● **PROBLEM SET**:
**1.** Translate this sentence from the court opinion into Spanish: "Thereafter appellant moved his drilling machinery to work elsewhere."
**2.** Continue the court opinion on the gas well payment dispute from the point where it stops.

● **PAGE EXTRACT**:

Court of Civil Appeals of Texas, Eastland
Apr 30, 1926
283 S.W. 608 (Tex. Civ. App. 1926)

Opinion

No. 114.

March 26, 1926. Rehearing Denied April 30, 1926.

Error from District Court, Taylor County; W. R. Ely, Judge.

Suit by J. E. Johnson against A. A. Griffith. Judgment for plaintiff, and defendant brings error. Affirmed on rehearing.

Mack Mack and McLean, Scott McLean, all of Fort Worth, and R. W. Haynie, of Abilene, for plaintiff in error.

B. L. Russell, of Baird, and Dallas Scarborough, of Abilene, for defendant in error.


Plaintiff in error will be designated as appellant, and defendant in error as appellee.

On the original consideration of this appeal, the judgment in appellee's favor was reversed and the cause remanded. At the time no brief was filed for appellee. On motion for rehearing it has been shown that the failure to file briefs was not due to any fault on appellee's part. Upon consideration of the entire case it appears that the judgment should be affirmed, and the reasons will be briefly stated.

Appellant drilled three wells under a contract requiring that a well for oil or gas be drilled to a depth of 600 feet, unless oil or gas in "paying quantities" was discovered at a less depth, and payment to appellee of a certain sum, if oil or gas in "paying quantities" was discovered on premises of appellee. Each of the wells was drilled to a depth of approximately 300 feet. In the first well a small flow of gas was found. Appellant then moved his machinery to another location, and drilled to the same sand and discovered a flow of gas of approximately 1,750,000 cubic feet. No effort was made to drill deeper. The well was capped and another drilled to the same stratum, and a gas well with a volume of 2,370,000 cubic feet was found. The rock pressure in each was about 90 pounds. After appellant learned that he could not market the gas, appellee made demand on appellant for payment of the sum agreed on. Appellant replied in substance that there was no agreement as to the time payment should be made, and that appellant could not pay all the amount demanded, but if appellee needed the money appellant would pay as much as $50 or $100 on the 1st of the next month. Thereafter appellant moved his drilling machinery to work elsewhere.

The evidence shows that all the towns in the territory contiguous to the wells in question were being supplied with gas, and that the only pipe line for such product was that of the Texas Company, in which the pressure ranged from 175 pounds in summer to 200 in winter; that on account of the greater pressure in such pipe line the gas from the wells in question would not enter such line, but on account of having a lower pressure the gas from the wells in question would be "kicked back."

● **DATA SUPPLIED**:
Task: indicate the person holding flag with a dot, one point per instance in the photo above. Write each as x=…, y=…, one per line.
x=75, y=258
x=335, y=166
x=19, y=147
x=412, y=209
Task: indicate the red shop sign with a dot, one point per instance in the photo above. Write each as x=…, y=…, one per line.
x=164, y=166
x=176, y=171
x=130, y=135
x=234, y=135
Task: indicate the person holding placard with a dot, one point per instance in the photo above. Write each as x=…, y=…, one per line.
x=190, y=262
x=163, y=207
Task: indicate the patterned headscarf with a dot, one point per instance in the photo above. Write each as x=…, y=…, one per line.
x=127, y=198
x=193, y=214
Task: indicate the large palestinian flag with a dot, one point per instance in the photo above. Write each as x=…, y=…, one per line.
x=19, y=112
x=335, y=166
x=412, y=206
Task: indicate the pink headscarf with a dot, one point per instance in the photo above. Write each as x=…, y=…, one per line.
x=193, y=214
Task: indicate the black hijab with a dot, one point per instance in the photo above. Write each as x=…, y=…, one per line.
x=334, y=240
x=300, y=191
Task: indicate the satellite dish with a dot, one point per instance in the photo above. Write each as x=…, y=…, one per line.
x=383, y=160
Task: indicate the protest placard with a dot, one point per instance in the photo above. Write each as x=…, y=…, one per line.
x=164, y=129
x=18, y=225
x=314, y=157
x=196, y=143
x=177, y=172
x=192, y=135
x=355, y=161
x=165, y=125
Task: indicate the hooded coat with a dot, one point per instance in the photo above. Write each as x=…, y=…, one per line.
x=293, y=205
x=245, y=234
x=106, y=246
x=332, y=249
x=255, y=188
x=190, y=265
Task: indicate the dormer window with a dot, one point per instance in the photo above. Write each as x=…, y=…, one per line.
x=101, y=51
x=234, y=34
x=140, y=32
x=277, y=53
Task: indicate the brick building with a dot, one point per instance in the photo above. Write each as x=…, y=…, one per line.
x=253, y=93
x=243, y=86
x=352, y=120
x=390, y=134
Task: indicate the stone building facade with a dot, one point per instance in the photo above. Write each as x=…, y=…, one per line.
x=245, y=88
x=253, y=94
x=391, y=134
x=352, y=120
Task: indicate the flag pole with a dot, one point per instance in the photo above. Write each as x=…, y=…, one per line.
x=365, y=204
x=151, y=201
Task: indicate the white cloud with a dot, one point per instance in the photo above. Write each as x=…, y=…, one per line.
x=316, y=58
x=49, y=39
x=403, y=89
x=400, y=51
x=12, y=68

● **RESPONSES TO THE TASKS**:
**1.** Después, el apelante trasladó su maquinaria de perforación para trabajar en otro lugar.

**2.**
Therefore the only possible method by which the gas from appellee's wells could be utilized would require the building of a pipe line to Moran some five miles away and the installation of compressor pumps commonly called a booster plant. A test of the well was had by the Texas Company's agents, and such agents informed appellee that the gas was not sufficient either in volume or pressure for use by that company. Appellant then sought to secure an agreement from the Texas Company to use the gas, appellant offering to buy and operate the necessary plant, which offer the Texas Company refused on the ground that it was not practical to do so with the wells in question. The cost of constructing the necessary plant and pipe line was estimated by appellee's witness to exceed $20,000. The cost of operating such a plant was estimated by appellee's witness at $200 per month or more, and by the Texas Company's representatives to be from 2 to 3 cents per thousand cubic feet. It is further uncontradicted that the gas in question being produced from a shallow sand that the life of such wells is uncertain. The rules of the railroad commission do not permit the taking of more than 50 per cent. of the gas produced from gas wells on account of the fact that when the gas pressure is reduced to a certain stage, salt water will enter the gas stratum and ruin all the wells being operated from that sand. The price being paid by the Texas Company for gas delivered to its pipe line is not shown.

Appellant introduced several witnesses, experienced oil men, and one of them the Texas Company's engineer, who testified that in the judgment of such witnesses, the wells in question did not produce, under the facts and evidence, gas in "paying quantities." No witness testified for appellee that the gas from such wells was being produced in "paying quantities."

Appellee brought this suit in two counts: One for the sum stipulated to be paid, alleging that gas had been found in "paying quantities," and, in the alternative, if it was determined that gas in "paying quantities" had not been found, for cancellation for failure to pay the rentals provided for in the lease and for failure to drill to the required depth. Upon the trial, the court found in appellee's favor on the first count.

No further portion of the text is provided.